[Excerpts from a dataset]
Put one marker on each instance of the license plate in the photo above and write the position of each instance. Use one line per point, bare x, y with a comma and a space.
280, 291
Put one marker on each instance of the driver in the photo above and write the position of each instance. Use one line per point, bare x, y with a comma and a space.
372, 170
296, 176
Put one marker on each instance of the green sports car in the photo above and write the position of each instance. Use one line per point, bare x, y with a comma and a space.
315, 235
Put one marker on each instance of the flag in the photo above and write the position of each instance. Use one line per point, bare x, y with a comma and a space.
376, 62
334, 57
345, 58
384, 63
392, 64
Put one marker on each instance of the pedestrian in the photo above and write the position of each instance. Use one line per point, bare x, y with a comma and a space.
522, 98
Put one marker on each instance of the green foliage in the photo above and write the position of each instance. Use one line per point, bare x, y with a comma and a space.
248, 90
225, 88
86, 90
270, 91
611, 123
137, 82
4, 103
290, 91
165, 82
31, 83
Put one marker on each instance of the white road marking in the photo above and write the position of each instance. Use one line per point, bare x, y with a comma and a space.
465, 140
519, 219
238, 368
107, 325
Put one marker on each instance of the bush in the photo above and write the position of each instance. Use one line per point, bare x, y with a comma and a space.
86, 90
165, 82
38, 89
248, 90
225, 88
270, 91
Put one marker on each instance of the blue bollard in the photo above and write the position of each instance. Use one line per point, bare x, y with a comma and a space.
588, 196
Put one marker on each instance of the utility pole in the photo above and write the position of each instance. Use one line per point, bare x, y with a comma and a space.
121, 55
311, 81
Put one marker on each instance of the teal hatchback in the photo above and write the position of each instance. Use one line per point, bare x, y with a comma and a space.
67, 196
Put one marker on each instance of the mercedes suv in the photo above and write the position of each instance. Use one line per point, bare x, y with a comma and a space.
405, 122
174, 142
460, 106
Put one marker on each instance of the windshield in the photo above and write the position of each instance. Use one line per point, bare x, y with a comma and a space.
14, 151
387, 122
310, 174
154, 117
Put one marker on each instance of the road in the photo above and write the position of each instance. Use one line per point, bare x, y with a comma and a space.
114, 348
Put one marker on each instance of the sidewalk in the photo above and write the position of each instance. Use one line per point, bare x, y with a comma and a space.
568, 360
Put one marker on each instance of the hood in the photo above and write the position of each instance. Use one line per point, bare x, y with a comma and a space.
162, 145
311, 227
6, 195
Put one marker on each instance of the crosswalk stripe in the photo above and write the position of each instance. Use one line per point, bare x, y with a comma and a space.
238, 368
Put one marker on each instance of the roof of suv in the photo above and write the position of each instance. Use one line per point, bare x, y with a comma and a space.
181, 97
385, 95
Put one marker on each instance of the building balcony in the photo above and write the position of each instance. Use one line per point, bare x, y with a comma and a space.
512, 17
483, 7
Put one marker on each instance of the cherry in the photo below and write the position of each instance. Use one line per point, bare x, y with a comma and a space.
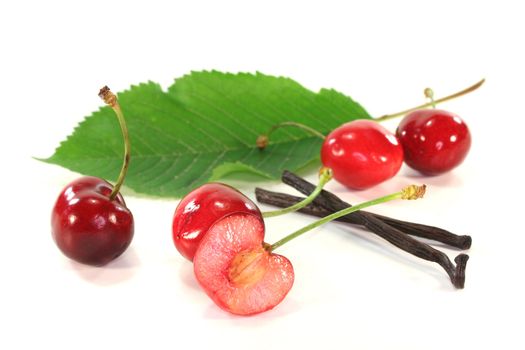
88, 227
201, 208
434, 141
232, 263
90, 222
362, 154
234, 267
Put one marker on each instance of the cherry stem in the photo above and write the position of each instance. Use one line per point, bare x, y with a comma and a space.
111, 100
410, 192
432, 103
262, 140
325, 175
429, 93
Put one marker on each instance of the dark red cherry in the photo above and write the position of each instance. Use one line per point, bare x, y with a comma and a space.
87, 226
201, 208
434, 141
362, 154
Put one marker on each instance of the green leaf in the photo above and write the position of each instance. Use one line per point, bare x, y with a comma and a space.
204, 128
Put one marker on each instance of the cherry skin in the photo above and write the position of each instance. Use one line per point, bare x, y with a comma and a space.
201, 208
87, 226
234, 267
362, 154
434, 141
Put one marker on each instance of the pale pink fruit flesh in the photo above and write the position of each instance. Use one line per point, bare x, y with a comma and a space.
236, 271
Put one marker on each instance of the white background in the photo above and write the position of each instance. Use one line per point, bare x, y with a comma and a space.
352, 290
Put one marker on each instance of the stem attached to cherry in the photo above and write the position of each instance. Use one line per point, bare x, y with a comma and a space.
432, 102
325, 175
111, 100
410, 192
262, 140
429, 93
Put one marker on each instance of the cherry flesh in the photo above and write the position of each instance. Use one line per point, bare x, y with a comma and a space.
434, 141
236, 270
362, 154
201, 208
87, 226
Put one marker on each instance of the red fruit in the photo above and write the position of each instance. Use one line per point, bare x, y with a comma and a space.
434, 141
87, 226
201, 208
362, 154
236, 271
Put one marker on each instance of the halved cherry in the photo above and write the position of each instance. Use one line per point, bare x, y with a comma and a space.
237, 271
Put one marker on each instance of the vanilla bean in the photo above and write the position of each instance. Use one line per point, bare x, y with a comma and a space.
374, 224
380, 228
332, 202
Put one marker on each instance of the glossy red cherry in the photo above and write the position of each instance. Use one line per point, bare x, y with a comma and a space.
87, 226
201, 208
237, 271
90, 222
434, 141
362, 154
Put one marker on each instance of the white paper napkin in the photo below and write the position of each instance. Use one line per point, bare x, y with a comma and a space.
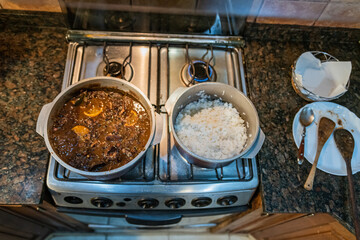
327, 79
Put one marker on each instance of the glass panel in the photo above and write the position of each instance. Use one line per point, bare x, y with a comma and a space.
208, 17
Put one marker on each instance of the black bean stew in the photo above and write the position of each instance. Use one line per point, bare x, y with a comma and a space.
100, 129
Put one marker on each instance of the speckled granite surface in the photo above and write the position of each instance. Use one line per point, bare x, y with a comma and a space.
31, 66
269, 54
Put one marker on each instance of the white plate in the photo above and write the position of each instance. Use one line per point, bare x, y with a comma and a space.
330, 159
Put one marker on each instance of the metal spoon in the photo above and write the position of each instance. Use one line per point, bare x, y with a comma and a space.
306, 119
326, 127
345, 143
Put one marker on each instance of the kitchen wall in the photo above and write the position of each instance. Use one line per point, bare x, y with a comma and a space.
331, 13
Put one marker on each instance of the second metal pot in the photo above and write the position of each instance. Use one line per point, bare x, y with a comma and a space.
183, 96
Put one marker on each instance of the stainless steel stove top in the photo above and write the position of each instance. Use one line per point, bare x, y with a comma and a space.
164, 180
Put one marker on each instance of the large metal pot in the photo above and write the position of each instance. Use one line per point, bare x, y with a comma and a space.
183, 96
45, 121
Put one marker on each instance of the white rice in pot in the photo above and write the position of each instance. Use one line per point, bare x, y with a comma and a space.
211, 128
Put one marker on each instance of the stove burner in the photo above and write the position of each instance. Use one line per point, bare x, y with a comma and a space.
202, 71
114, 69
197, 72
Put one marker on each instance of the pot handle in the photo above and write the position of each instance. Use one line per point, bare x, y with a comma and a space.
40, 124
173, 98
256, 147
159, 122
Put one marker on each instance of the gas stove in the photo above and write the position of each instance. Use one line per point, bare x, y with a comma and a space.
157, 64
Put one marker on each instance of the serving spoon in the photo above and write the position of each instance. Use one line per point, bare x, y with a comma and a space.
345, 143
326, 127
306, 118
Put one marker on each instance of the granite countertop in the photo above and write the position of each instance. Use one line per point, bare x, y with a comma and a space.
31, 68
269, 53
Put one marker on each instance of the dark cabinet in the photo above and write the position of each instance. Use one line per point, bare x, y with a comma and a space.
35, 222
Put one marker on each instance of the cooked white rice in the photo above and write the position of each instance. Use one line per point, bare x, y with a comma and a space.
211, 128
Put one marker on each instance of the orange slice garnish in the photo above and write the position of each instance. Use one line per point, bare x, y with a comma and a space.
94, 108
80, 130
131, 119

▶ Description of the task
From the line containing "Put one marker on each instance of the dark cabinet" through the last line of the entries above, print every line exactly, including both ends, and nothing else.

▶ Solution below
Put one marker on each instance of the dark cabinet in the photo above and write the position of each instance. Use one line per point, bare x, y with a comma and a space.
35, 222
Put one marker on each instance of the cooked white rice in the photo above and write the position of each instance. Use one line per point, bare x, y with a comma and a space.
211, 128
Put one marker on each instance of the orange slice garnish in the photo above and write the position of each instance. Use one line per point, bare x, y with a comma and a space.
94, 108
80, 130
131, 119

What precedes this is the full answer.